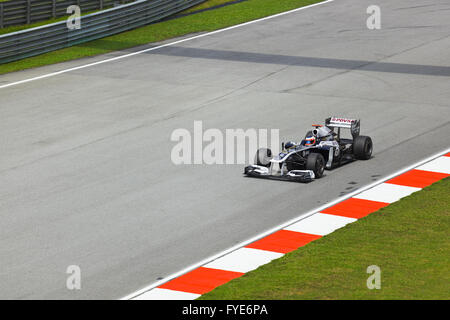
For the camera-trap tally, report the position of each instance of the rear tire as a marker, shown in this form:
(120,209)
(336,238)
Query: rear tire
(362,147)
(316,163)
(263,157)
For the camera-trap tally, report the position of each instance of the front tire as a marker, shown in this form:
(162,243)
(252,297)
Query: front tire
(263,157)
(316,163)
(362,147)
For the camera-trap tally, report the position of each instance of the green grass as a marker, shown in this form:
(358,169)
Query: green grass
(204,21)
(408,240)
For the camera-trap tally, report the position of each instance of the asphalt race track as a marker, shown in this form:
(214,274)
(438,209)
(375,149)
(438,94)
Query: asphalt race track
(85,171)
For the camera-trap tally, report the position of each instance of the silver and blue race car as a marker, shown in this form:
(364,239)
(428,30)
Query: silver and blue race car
(322,148)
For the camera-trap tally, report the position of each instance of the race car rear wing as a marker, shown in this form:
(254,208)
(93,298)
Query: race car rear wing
(352,124)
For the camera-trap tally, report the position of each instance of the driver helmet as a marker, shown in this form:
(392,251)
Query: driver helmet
(289,145)
(310,141)
(322,133)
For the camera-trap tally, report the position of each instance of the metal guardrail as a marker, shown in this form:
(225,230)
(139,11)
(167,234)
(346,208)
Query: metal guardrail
(35,41)
(19,12)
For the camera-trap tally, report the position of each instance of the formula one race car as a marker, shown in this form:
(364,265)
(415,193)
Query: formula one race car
(322,148)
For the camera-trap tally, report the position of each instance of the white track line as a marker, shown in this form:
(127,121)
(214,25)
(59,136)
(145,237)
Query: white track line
(282,226)
(387,192)
(320,224)
(166,294)
(244,260)
(441,165)
(161,46)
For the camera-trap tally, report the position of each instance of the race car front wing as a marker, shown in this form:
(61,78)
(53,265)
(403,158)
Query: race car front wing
(293,175)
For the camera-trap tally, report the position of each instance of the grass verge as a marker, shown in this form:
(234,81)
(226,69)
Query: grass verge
(408,240)
(204,21)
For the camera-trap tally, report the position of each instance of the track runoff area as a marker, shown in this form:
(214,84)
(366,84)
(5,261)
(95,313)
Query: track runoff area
(226,266)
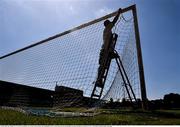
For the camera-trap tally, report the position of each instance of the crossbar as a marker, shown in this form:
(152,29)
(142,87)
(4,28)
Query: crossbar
(71,30)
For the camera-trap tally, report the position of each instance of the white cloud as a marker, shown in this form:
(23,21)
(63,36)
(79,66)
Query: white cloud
(102,12)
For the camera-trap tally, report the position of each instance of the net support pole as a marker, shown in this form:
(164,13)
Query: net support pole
(140,61)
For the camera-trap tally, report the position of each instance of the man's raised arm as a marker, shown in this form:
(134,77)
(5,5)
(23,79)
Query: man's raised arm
(117,16)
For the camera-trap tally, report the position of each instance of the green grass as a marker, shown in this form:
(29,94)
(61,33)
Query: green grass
(115,117)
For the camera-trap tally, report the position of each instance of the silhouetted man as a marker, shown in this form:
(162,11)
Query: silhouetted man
(106,47)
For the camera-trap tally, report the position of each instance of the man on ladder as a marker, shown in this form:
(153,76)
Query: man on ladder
(107,47)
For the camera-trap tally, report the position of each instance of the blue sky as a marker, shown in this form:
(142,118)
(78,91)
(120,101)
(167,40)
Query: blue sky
(25,22)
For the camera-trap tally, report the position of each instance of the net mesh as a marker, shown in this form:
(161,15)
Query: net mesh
(71,60)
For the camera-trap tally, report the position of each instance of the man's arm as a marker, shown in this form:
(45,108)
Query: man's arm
(117,16)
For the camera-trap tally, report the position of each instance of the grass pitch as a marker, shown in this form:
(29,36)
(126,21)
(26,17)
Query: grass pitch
(107,117)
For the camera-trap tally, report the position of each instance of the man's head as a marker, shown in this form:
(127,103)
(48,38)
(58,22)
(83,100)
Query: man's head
(106,22)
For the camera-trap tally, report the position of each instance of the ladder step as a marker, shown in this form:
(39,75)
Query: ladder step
(95,95)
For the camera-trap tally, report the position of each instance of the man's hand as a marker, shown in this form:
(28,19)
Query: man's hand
(119,10)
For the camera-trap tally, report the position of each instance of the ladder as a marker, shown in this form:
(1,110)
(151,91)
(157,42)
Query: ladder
(99,84)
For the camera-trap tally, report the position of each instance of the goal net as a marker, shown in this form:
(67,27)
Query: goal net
(69,62)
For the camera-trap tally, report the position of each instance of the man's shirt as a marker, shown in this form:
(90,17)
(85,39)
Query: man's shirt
(107,35)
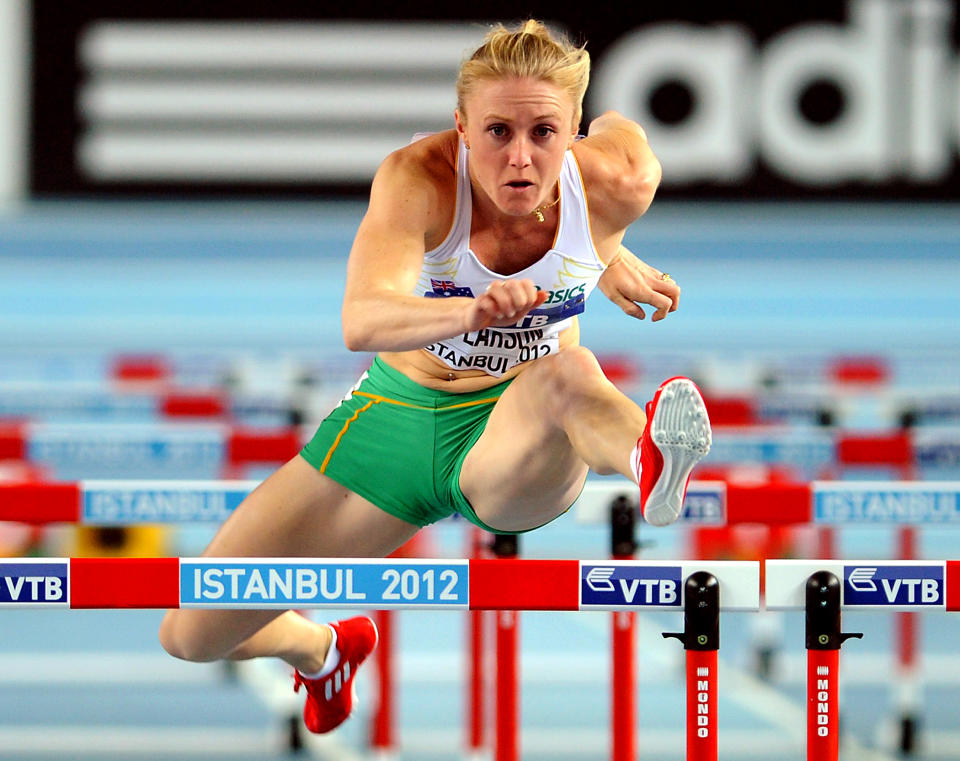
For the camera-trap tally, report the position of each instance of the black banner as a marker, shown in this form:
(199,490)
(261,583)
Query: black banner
(748,99)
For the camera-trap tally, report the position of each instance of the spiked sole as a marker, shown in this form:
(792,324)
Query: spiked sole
(680,430)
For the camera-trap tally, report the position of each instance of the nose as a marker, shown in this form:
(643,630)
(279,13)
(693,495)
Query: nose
(520,152)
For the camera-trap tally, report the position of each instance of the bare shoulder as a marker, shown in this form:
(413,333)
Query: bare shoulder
(620,171)
(417,183)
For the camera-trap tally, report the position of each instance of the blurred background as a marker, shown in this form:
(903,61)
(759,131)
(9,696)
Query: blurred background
(179,188)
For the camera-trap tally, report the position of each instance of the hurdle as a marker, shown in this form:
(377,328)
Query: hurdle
(708,503)
(505,585)
(823,588)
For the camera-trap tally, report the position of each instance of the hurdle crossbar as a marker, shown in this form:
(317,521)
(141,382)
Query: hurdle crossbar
(304,583)
(710,503)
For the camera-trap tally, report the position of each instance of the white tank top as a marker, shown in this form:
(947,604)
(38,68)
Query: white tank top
(569,272)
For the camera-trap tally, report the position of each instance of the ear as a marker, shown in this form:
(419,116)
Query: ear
(461,127)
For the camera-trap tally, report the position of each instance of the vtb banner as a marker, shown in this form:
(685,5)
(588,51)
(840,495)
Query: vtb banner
(856,98)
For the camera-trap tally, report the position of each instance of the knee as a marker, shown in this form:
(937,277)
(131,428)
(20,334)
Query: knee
(574,372)
(177,638)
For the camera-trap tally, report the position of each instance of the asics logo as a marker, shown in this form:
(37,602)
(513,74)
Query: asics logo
(335,683)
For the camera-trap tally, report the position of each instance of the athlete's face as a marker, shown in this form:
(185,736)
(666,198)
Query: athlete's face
(517,131)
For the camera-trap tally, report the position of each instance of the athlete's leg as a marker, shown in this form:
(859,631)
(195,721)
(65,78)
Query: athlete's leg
(559,417)
(296,512)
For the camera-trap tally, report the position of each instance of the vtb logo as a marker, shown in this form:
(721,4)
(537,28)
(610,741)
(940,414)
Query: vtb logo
(893,585)
(630,585)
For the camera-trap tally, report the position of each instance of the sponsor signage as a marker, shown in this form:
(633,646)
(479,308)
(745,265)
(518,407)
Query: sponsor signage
(347,584)
(704,505)
(879,586)
(886,502)
(112,502)
(613,586)
(740,100)
(100,450)
(34,584)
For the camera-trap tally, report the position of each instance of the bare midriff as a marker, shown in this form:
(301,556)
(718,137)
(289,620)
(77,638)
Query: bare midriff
(422,367)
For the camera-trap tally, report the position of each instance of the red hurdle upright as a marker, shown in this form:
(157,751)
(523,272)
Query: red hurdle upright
(623,697)
(701,640)
(823,639)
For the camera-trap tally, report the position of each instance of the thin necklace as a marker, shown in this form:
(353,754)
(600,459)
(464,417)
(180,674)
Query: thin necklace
(540,209)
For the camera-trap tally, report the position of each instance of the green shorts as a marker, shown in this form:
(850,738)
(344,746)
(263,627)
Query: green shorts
(401,446)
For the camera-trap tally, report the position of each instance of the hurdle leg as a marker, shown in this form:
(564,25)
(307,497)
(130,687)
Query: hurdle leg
(507,744)
(907,691)
(382,734)
(823,641)
(476,673)
(623,698)
(701,640)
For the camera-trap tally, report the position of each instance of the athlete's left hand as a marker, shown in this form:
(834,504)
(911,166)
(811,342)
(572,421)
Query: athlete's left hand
(629,282)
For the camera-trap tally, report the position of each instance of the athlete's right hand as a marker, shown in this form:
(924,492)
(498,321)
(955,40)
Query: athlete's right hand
(504,303)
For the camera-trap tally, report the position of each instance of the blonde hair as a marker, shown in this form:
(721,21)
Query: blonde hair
(529,50)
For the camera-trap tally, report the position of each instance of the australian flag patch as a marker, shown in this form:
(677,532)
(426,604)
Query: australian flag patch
(446,288)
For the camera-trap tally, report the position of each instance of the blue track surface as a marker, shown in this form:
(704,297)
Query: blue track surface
(80,281)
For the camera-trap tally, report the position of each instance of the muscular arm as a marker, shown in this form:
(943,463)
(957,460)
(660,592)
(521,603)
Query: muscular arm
(380,313)
(621,174)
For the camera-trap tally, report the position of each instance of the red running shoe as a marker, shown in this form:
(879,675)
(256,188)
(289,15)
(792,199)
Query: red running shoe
(330,698)
(675,438)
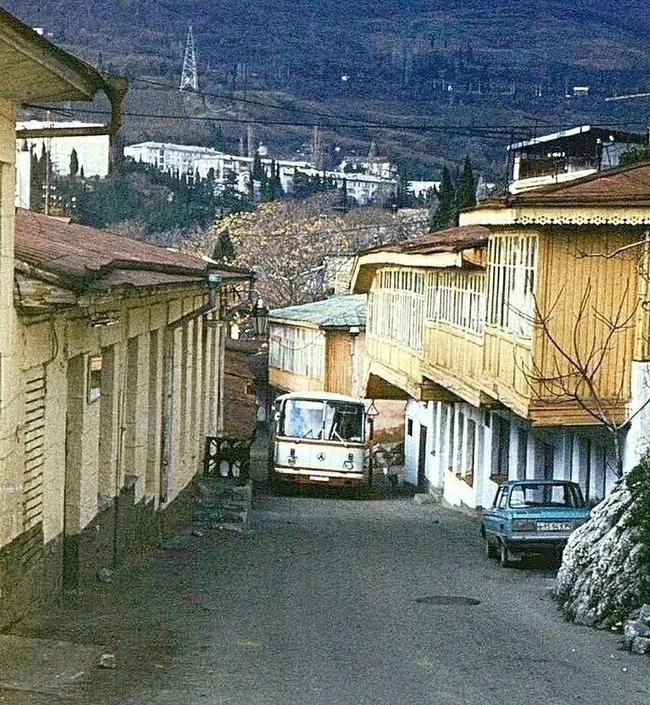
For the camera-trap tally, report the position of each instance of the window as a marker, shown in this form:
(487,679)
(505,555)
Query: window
(396,307)
(297,350)
(511,288)
(94,379)
(457,298)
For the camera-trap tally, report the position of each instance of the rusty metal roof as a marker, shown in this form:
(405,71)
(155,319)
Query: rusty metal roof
(88,259)
(449,240)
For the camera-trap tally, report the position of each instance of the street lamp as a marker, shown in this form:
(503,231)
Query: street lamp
(371,412)
(260,318)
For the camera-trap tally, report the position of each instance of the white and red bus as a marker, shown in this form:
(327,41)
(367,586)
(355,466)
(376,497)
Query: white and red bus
(319,439)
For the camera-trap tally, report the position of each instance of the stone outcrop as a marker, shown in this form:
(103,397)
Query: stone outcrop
(601,580)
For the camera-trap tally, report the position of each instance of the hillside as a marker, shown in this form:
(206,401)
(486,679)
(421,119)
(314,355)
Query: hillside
(430,81)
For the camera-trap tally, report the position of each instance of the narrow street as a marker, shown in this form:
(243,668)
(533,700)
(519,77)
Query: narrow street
(337,602)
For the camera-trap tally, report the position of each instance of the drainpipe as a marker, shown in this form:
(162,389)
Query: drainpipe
(214,282)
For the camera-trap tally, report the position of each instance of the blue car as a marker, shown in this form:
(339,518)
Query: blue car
(531,517)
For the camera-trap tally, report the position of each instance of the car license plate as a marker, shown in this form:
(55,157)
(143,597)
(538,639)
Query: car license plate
(553,526)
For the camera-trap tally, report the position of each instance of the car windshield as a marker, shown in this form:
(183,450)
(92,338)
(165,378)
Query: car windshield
(329,420)
(546,494)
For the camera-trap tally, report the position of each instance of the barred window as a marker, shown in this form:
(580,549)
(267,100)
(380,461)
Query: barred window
(457,298)
(297,350)
(396,307)
(511,263)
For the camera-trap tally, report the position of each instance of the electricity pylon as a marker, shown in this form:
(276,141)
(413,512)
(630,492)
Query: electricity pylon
(189,76)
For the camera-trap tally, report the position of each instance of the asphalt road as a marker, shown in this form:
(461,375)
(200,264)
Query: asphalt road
(339,602)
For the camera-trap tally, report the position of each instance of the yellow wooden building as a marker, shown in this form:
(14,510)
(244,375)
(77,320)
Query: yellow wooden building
(520,337)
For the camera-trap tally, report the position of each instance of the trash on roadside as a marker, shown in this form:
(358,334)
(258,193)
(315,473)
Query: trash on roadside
(107,661)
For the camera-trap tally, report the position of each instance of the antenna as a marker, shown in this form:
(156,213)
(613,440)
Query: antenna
(189,76)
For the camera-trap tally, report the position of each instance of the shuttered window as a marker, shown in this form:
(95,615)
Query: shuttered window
(34,440)
(396,307)
(457,298)
(297,350)
(511,264)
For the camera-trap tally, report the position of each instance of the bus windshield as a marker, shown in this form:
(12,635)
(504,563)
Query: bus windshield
(326,420)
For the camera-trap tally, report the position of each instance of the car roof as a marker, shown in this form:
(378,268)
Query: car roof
(532,481)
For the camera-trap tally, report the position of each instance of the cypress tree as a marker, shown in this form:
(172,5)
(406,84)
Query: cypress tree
(444,216)
(74,162)
(465,188)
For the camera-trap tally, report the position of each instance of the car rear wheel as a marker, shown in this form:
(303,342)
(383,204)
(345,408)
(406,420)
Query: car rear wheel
(490,550)
(505,557)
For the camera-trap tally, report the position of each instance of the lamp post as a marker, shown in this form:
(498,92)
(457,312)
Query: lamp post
(371,412)
(260,318)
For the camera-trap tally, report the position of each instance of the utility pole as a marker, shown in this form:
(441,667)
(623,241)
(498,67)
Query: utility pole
(189,75)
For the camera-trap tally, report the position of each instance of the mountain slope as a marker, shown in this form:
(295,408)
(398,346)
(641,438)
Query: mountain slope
(428,66)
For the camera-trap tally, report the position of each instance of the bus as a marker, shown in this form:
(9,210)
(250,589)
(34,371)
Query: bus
(318,438)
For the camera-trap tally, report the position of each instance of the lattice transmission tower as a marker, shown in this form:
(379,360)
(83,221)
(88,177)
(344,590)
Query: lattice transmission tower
(189,75)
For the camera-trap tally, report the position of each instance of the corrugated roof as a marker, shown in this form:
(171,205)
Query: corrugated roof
(595,132)
(336,312)
(90,259)
(450,240)
(626,185)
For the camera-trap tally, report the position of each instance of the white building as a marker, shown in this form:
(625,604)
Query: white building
(188,160)
(93,153)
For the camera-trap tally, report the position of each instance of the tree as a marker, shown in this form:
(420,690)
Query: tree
(74,162)
(572,370)
(465,188)
(223,250)
(445,214)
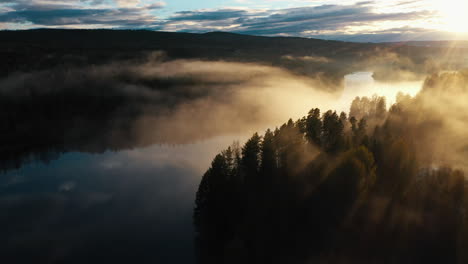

TASK TO COMPLETE →
Only exact lines belong in the answer: those from the beginning of the entries above through the line holding "of the driver", with no pictures.

EXERCISE RESPONSE →
For the camera-trap tally, report the position of each instance of the rear tire as a marker, shown in this form:
(120,209)
(336,238)
Query: rear tire
(362,147)
(316,163)
(263,157)
For the camera-trap tally, report the position of each instance of the front tire as a marker, shown in this form:
(162,243)
(252,297)
Query: front tire
(263,157)
(316,163)
(362,147)
For the camera-trap tally, report the position of each instance of the green grass as a marker, shown in this form:
(358,169)
Query: green grass
(204,21)
(408,240)
For the camera-trap tally, report the position of each instance of the asphalt race track as a marker, shown in this form:
(214,274)
(438,209)
(375,149)
(438,94)
Query: asphalt race track
(85,171)
For the camera-trap tally, report the position of each instance of the silver and blue race car as a marker, shown in this form:
(364,239)
(428,30)
Query: silver and blue race car
(322,148)
For the camera-trap tally, report the position of each instance of the race car rear wing as a marker, shown in this form:
(254,208)
(93,298)
Query: race car rear wing
(352,124)
For the camera-trap tally, report the position of each instance of the driver helmet as a marker, shown in this form:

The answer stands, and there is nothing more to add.